▸ **Your goal**: All the lines below need to be output exactly, apart from any images.

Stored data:
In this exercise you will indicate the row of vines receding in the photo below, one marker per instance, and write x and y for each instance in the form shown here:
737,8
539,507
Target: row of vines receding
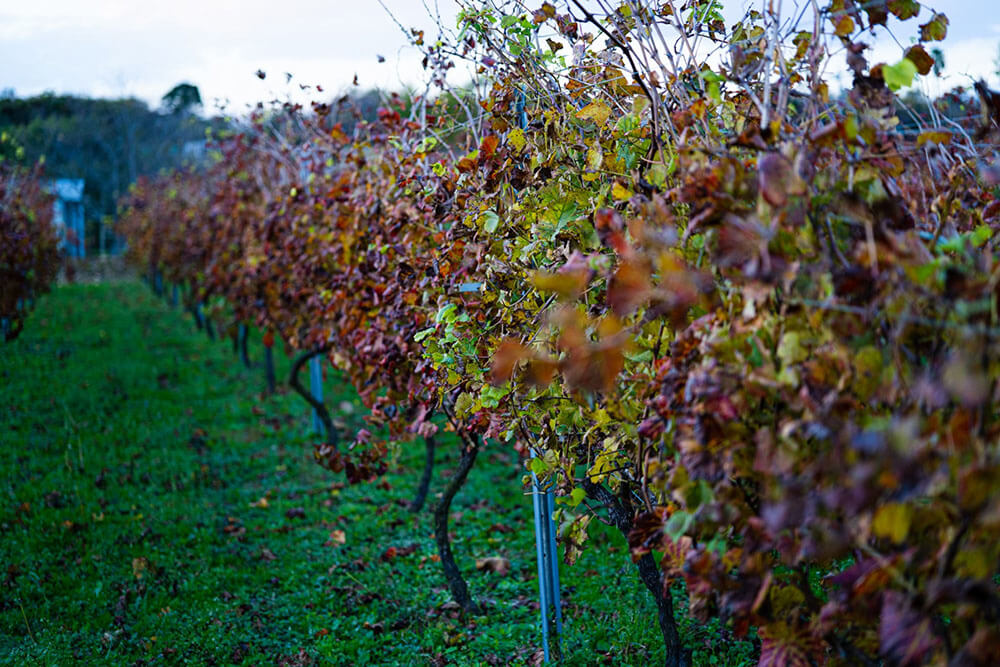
30,257
747,318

▸ **Exercise answer**:
In this exercise you will indicate the row of vines receding in the photo below, one marker per instance, and write x and y for each instance in the form shown here:
737,8
539,507
Target: row of vines receding
30,257
747,318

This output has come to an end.